The report outlines the unprecedented losses 2020 saw for the sector, and calls on Canadians to play a key role in bolstering the tourism economy, creating jobs and supporting local businesses by spending their tourism dollars in Canada.
The data found that if Canadians shift two-thirds of their planned spend on international leisure travel towards domestic tourism, it will make up for the forecasted $19 billion shortfall currently facing our visitor economy, help sustain 150,000 jobs and help accelerate recovery by up to one year.
Key Highlights:
- Canadians want to travel: while safety is a key consideration in planning travel, data shows high interest in future international travel.
- Recovery is forecasted to take years, but a significant increase in domestic travel can accelerate recovery by up to one year.
- The current situation facing the tourism sector is the worst ever seen, more dire than the impact experienced after 9/11, SARS and the 2008 economic crisis combined.
- Because of its service nature, tourism is the most impacted sector in the Canadian economy. Canada’s major cities have been hit the hardest by the loss of tourism revenue.
- One in 10 Canadian jobs is tied to tourism (9.8%), with Small and medium-sized enterprises making up 99 per cent of businesses in Canada’s tourism sector, impacting Canadian livelihoods.

Referring expression data:
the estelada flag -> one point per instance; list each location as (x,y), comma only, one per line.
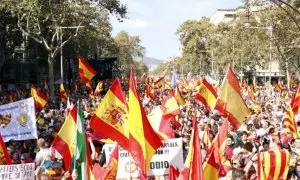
(111,117)
(66,138)
(86,72)
(295,103)
(62,93)
(99,87)
(143,140)
(230,102)
(4,159)
(273,164)
(39,98)
(206,95)
(193,163)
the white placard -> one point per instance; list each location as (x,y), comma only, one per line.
(170,154)
(18,121)
(17,172)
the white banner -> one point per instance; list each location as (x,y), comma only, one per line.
(17,172)
(18,121)
(170,154)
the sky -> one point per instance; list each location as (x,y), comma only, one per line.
(156,21)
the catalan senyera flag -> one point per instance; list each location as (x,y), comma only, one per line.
(99,87)
(193,163)
(66,138)
(62,93)
(178,96)
(111,117)
(206,95)
(4,159)
(273,164)
(86,72)
(295,103)
(142,138)
(230,102)
(288,123)
(39,98)
(170,107)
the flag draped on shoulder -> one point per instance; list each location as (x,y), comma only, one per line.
(39,98)
(273,164)
(86,72)
(206,95)
(142,138)
(84,169)
(4,159)
(62,93)
(111,117)
(193,163)
(230,102)
(288,124)
(66,138)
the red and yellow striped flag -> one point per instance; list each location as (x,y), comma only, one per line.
(111,117)
(99,87)
(295,104)
(65,140)
(207,95)
(178,96)
(62,93)
(193,163)
(143,140)
(288,124)
(39,98)
(86,72)
(230,102)
(273,164)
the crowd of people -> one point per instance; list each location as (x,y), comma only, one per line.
(261,131)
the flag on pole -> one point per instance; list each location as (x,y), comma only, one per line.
(62,93)
(143,140)
(5,159)
(99,88)
(86,72)
(206,95)
(273,164)
(230,102)
(111,117)
(66,138)
(39,98)
(193,163)
(83,168)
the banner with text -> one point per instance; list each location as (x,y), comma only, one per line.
(17,172)
(18,121)
(169,154)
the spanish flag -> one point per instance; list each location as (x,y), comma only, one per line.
(86,72)
(206,95)
(178,96)
(230,102)
(62,93)
(5,159)
(288,124)
(143,140)
(99,87)
(273,164)
(193,163)
(111,117)
(295,104)
(66,138)
(39,98)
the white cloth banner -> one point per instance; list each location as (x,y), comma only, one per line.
(17,172)
(18,121)
(170,154)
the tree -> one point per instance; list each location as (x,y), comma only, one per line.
(41,20)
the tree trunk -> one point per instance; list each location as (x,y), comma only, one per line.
(51,77)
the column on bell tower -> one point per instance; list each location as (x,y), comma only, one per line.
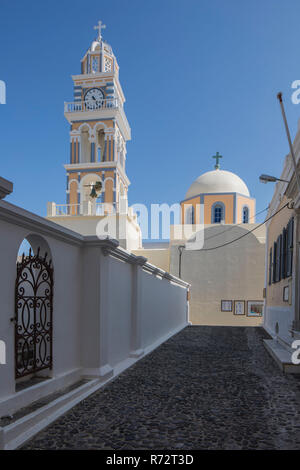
(75,147)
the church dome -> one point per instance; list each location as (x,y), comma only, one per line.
(217,181)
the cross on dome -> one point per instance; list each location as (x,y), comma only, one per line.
(99,28)
(217,157)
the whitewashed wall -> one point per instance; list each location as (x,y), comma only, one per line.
(107,310)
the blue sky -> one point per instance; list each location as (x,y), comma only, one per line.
(199,76)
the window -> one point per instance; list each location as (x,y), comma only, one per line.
(281,255)
(218,214)
(270,266)
(245,215)
(189,215)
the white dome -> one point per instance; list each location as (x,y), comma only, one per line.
(217,181)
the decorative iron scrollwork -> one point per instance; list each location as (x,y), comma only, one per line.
(33,314)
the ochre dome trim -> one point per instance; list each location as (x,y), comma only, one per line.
(217,181)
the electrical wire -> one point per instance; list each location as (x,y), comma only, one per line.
(235,225)
(244,234)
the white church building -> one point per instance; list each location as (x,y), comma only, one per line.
(79,307)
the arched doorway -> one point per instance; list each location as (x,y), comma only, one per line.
(33,308)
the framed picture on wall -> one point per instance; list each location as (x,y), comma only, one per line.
(286,293)
(255,308)
(239,307)
(226,305)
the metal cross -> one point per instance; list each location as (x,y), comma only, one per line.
(217,157)
(99,27)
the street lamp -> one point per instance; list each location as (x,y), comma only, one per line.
(270,179)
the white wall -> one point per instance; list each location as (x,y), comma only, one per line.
(161,312)
(106,311)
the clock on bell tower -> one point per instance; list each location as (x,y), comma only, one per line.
(97,184)
(99,132)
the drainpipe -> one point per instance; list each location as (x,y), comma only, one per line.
(180,249)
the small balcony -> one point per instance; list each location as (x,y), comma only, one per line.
(83,209)
(79,106)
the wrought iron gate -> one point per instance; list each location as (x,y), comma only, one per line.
(33,314)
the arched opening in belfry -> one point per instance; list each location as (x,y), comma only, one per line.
(85,156)
(100,145)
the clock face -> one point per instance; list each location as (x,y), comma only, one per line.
(93,98)
(95,64)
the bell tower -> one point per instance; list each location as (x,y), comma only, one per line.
(98,135)
(97,184)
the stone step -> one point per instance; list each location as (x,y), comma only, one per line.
(21,430)
(282,356)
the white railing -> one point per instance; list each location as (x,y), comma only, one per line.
(83,209)
(76,106)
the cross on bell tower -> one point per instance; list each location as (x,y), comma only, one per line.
(99,28)
(217,157)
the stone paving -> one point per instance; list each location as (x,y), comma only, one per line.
(205,388)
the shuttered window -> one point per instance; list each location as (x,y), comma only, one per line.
(270,266)
(289,255)
(281,255)
(274,262)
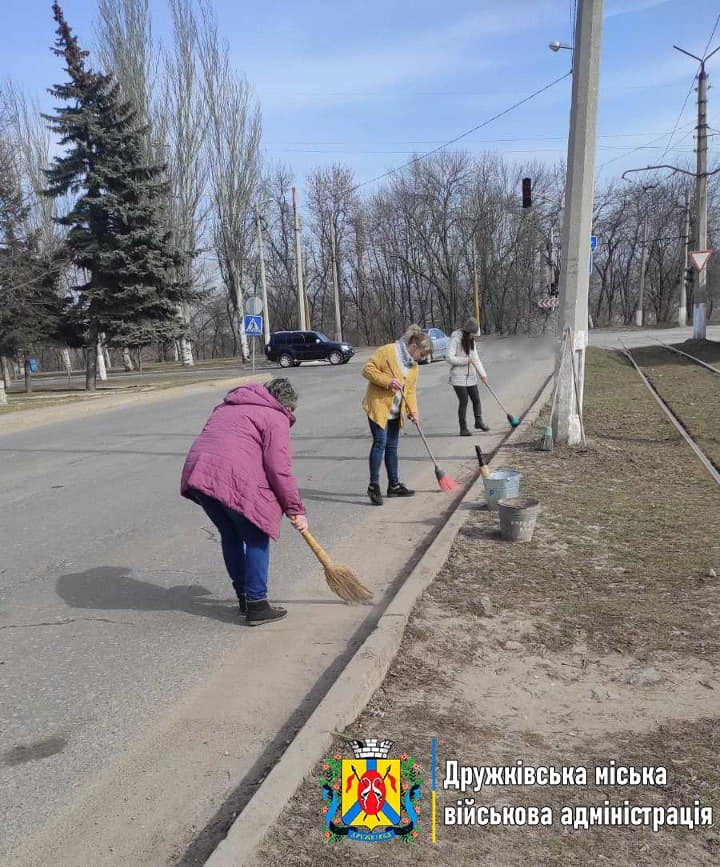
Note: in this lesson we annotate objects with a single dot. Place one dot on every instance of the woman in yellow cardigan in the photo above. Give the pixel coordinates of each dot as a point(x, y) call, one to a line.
point(392, 371)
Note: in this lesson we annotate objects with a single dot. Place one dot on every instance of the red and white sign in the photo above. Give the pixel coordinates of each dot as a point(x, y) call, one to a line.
point(699, 259)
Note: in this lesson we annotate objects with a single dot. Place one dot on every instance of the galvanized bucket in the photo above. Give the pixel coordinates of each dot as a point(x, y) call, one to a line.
point(517, 518)
point(501, 484)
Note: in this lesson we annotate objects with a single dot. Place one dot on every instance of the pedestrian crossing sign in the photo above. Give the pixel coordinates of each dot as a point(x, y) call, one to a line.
point(253, 324)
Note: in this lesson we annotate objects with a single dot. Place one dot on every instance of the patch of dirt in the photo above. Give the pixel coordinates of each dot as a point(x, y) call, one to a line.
point(597, 641)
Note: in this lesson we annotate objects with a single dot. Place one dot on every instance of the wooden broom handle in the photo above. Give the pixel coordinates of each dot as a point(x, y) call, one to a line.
point(317, 549)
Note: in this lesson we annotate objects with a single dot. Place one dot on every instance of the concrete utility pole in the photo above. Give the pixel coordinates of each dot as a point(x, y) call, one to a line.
point(302, 322)
point(577, 222)
point(263, 284)
point(700, 294)
point(336, 281)
point(476, 289)
point(682, 309)
point(643, 269)
point(701, 176)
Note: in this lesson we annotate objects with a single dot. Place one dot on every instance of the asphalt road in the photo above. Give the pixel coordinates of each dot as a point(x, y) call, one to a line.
point(119, 643)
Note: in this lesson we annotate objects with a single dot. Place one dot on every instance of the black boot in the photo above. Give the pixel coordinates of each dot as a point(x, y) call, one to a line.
point(375, 495)
point(261, 611)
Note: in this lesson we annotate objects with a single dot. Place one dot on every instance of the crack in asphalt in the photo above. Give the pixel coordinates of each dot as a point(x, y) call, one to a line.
point(65, 622)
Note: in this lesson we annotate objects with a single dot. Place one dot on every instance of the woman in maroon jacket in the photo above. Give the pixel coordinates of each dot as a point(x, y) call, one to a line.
point(239, 471)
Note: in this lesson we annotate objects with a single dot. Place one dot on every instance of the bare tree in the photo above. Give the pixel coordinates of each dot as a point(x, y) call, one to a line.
point(186, 135)
point(233, 158)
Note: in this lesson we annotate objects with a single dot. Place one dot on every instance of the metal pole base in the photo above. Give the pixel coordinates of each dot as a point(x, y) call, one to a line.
point(699, 322)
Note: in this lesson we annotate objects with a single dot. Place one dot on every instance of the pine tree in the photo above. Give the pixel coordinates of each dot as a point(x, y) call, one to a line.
point(115, 232)
point(31, 309)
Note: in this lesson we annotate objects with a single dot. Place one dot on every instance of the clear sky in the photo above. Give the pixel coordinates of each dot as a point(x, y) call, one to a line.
point(369, 83)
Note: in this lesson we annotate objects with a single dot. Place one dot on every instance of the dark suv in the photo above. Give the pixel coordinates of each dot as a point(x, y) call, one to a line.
point(293, 347)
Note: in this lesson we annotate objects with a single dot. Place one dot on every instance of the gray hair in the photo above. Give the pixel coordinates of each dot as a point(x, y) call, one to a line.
point(417, 337)
point(281, 389)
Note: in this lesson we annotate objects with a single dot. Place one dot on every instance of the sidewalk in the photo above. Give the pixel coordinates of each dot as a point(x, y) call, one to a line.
point(597, 641)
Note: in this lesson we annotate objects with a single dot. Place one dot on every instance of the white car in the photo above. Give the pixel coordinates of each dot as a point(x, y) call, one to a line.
point(440, 342)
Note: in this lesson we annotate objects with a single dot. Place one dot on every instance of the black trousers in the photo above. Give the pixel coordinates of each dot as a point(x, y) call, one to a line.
point(465, 393)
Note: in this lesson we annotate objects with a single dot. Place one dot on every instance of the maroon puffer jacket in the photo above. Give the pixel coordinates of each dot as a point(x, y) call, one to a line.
point(242, 459)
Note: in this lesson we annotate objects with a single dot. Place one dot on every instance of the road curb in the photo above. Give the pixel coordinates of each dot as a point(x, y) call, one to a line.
point(25, 419)
point(355, 685)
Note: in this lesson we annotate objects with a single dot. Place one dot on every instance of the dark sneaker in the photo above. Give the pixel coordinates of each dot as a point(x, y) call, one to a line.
point(262, 612)
point(399, 490)
point(375, 495)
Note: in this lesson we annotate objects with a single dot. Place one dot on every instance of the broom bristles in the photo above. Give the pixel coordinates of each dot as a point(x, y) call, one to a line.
point(345, 583)
point(445, 482)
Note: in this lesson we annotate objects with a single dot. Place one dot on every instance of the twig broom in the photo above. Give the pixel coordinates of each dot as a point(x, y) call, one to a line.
point(342, 581)
point(445, 482)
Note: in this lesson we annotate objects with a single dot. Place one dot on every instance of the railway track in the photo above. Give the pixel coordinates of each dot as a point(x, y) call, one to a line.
point(674, 413)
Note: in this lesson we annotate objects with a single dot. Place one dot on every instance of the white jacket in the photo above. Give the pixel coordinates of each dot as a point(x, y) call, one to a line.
point(464, 369)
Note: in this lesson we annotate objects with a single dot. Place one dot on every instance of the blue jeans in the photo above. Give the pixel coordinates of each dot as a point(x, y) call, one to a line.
point(385, 443)
point(246, 549)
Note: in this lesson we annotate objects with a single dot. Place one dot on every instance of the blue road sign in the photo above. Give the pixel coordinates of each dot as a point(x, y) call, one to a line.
point(253, 324)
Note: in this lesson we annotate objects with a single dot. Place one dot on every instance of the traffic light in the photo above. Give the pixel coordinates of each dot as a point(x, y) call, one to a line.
point(527, 193)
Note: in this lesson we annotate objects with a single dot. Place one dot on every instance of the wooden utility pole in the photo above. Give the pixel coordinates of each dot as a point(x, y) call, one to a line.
point(643, 269)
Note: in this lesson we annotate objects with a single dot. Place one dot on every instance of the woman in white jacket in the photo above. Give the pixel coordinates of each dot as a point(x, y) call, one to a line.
point(465, 368)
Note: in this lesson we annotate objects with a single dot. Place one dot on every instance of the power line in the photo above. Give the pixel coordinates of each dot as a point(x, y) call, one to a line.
point(690, 90)
point(466, 133)
point(636, 149)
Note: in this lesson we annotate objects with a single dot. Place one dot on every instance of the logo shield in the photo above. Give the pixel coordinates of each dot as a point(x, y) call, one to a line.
point(370, 793)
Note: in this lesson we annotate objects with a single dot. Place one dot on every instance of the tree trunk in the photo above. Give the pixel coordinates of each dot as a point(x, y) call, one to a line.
point(28, 376)
point(91, 367)
point(186, 352)
point(6, 372)
point(100, 364)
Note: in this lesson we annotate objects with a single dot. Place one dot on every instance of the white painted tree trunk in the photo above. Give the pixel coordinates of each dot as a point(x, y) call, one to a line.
point(102, 372)
point(7, 373)
point(186, 352)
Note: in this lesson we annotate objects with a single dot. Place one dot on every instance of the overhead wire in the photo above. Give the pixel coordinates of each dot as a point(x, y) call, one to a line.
point(463, 135)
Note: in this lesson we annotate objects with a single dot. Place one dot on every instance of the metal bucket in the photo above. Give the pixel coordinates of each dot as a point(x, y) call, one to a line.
point(517, 518)
point(501, 484)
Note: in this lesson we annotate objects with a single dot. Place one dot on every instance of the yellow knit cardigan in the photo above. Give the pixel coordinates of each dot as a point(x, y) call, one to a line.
point(378, 400)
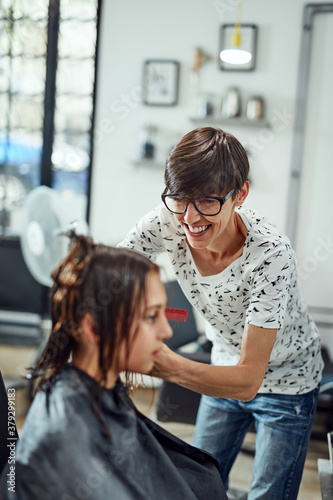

• [Work item A] Summarize the Canadian tourism report in two sentences.
• [Work item B] Resume the text on the Canadian tourism report from its last sentence.
The records were taken from a different source than the text.

• [Exercise response A] A report on Canadian tourism outlines the sector's unprecedented losses in 2020, calling it the worst situation ever seen and more dire than 9/11, SARS and the 2008 economic crisis combined. It calls on Canadians to spend their tourism dollars in Canada, noting that shifting two-thirds of planned international leisure spending to domestic travel would make up the forecasted $19 billion shortfall, help sustain 150,000 jobs and speed recovery by up to one year.

• [Exercise response B]
- Despite initial signs of recovery, tourism businesses continued facing significant financial stress resulting in business closures, some permanently, throughout the year. This resulted in a decline of 9 per cent in active businesses from January to November 2020—the greatest decline of all business sectors.
- Unemployment rates in the tourism sector remained the highest out of any sector, 6.6 per cent above the national rate at the end of 2020. The loss of core staff will hinder businesses’ ability to scale up efficiently, thus further impacting recovery.
- Women, immigrants and youth, who make up the engine of the visitor economy, have been hardest hit by the impact of COVID-19 due to reduced operations, business closures and job loss.
- From April to November 2020, passenger air transport revenues collapsed, falling 91 per cent and accommodation revenues dropping by 71 per cent.
- Despite projected growth, current forecasting for 2021 still places tourism and related job growth in Canada more than 30 per cent below 2019 levels.
- While still significant, job loss was minimized through the $12B+ that was deployed to the tourism sector through Government of Canada initiatives (as of Fall 2020). Programs like the Canadian Emergency Wage Subsidy (CEWS) prevented the loss of an additional 131,100 jobs in Accommodation and Food and Beverages alone (at its peak in August 2020), and 264,000 jobs in the information, culture and recreation sectors (at its peak in July 2020). New additional programs such as the Highly Affected Sectors Credit Availability Program (HASCAP) have also been rolled out.